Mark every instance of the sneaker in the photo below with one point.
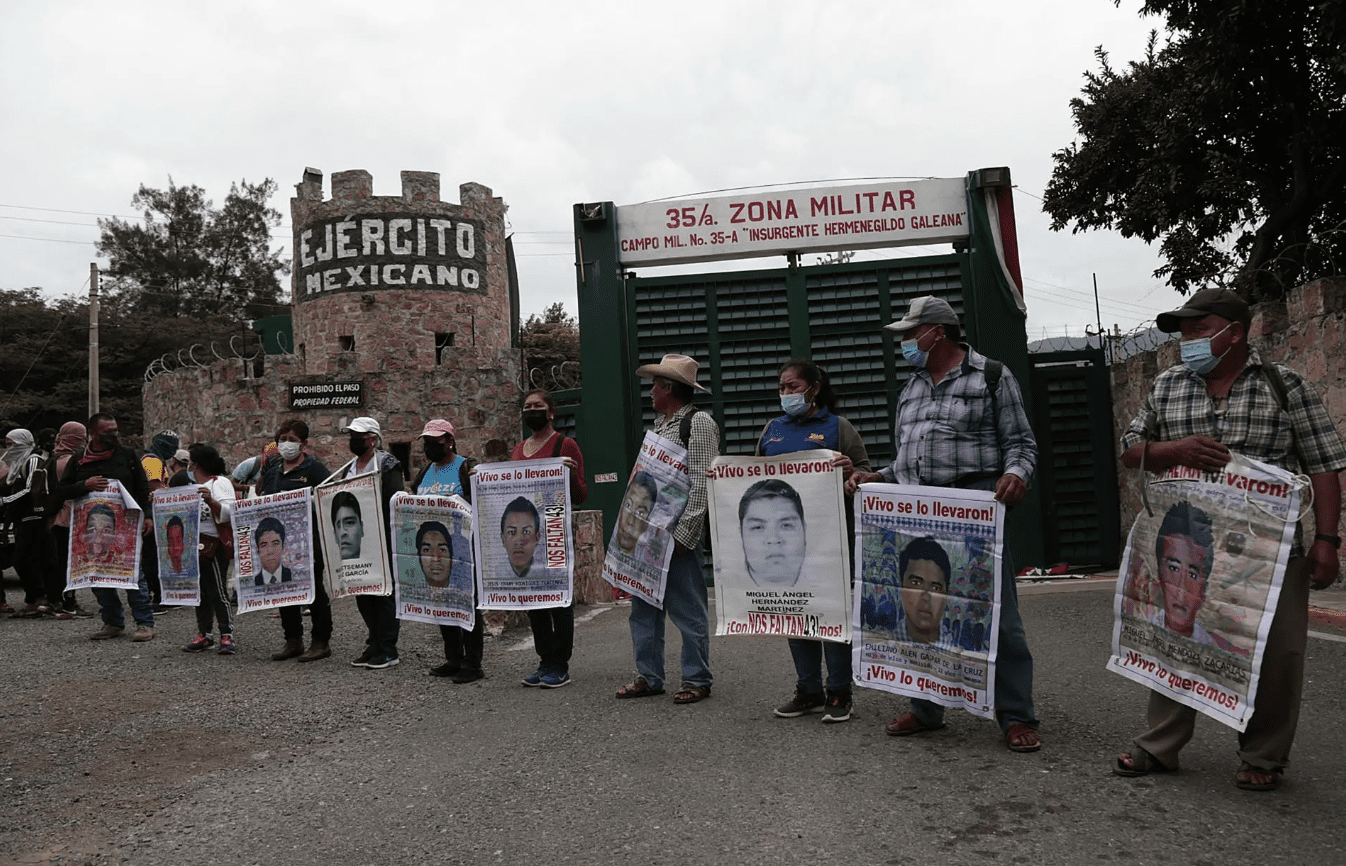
(556, 680)
(800, 705)
(839, 707)
(201, 641)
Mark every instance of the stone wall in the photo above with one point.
(1306, 333)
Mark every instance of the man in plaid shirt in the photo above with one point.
(1221, 399)
(953, 433)
(684, 595)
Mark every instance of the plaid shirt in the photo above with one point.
(703, 446)
(948, 431)
(1179, 406)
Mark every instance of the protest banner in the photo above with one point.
(105, 540)
(1199, 581)
(641, 546)
(273, 550)
(351, 531)
(178, 535)
(432, 556)
(928, 601)
(781, 548)
(532, 564)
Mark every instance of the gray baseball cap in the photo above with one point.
(928, 310)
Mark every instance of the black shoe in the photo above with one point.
(800, 705)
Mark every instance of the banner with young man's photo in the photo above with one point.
(782, 564)
(641, 547)
(176, 538)
(530, 563)
(928, 601)
(351, 529)
(432, 555)
(273, 543)
(1199, 582)
(105, 540)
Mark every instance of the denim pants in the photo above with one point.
(808, 665)
(553, 636)
(380, 614)
(685, 605)
(111, 606)
(1014, 663)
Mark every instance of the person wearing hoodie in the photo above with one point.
(378, 612)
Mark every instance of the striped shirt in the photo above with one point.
(703, 446)
(1249, 419)
(948, 431)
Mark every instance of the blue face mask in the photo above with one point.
(1197, 354)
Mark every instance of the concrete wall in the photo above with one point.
(1306, 333)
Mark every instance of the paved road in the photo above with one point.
(137, 753)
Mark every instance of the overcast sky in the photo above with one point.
(552, 104)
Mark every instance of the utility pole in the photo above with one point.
(93, 338)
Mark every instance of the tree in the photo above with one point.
(551, 346)
(1228, 144)
(190, 259)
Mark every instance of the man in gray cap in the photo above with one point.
(685, 600)
(961, 423)
(1224, 397)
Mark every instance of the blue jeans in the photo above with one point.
(1014, 664)
(685, 604)
(139, 600)
(808, 665)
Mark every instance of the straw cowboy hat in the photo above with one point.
(676, 367)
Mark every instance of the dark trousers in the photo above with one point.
(214, 598)
(553, 636)
(380, 614)
(292, 617)
(465, 647)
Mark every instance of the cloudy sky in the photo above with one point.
(552, 104)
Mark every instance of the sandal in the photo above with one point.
(1256, 779)
(1139, 762)
(907, 723)
(1022, 738)
(638, 688)
(687, 692)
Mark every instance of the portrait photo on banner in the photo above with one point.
(351, 531)
(524, 552)
(432, 558)
(105, 540)
(782, 563)
(1198, 583)
(656, 496)
(926, 604)
(273, 550)
(176, 535)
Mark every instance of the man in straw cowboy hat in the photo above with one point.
(684, 598)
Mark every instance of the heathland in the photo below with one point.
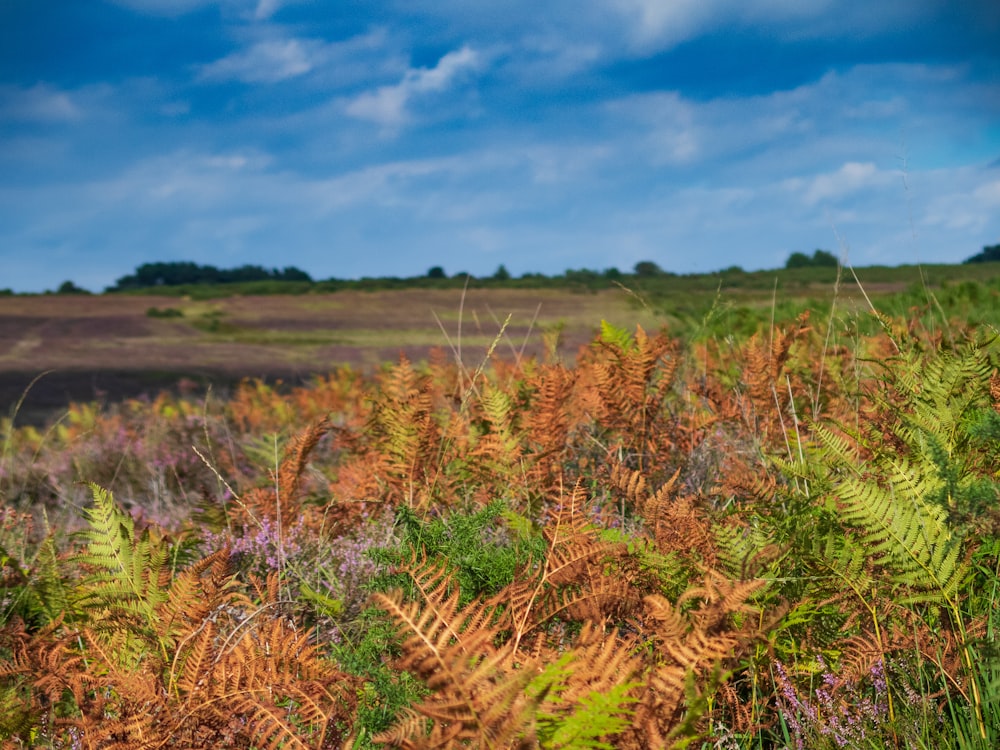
(733, 511)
◆ ◆ ◆ ◆
■ DIRECTIVE ■
Copy exactly the lines from the line containing "Mark every instance of the cloudy" through the last line of the records above, both included, and leave out any pictures.

■ WORKED ANSWER ■
Mark every instance of the cloudy sky in the photo above with one point.
(552, 104)
Mark every instance of the sandal in the photo above with one point.
(1256, 779)
(1139, 762)
(907, 723)
(1022, 738)
(638, 688)
(687, 692)
Mark every instance of the portrait photo on banner in the photo above with one point.
(351, 531)
(524, 552)
(432, 558)
(105, 540)
(782, 563)
(1198, 583)
(656, 496)
(926, 604)
(273, 550)
(176, 535)
Mark every instance of the man in straw cowboy hat in the photo above with one point.
(684, 598)
Mark every instance of the heathland in the photo below with one point.
(733, 511)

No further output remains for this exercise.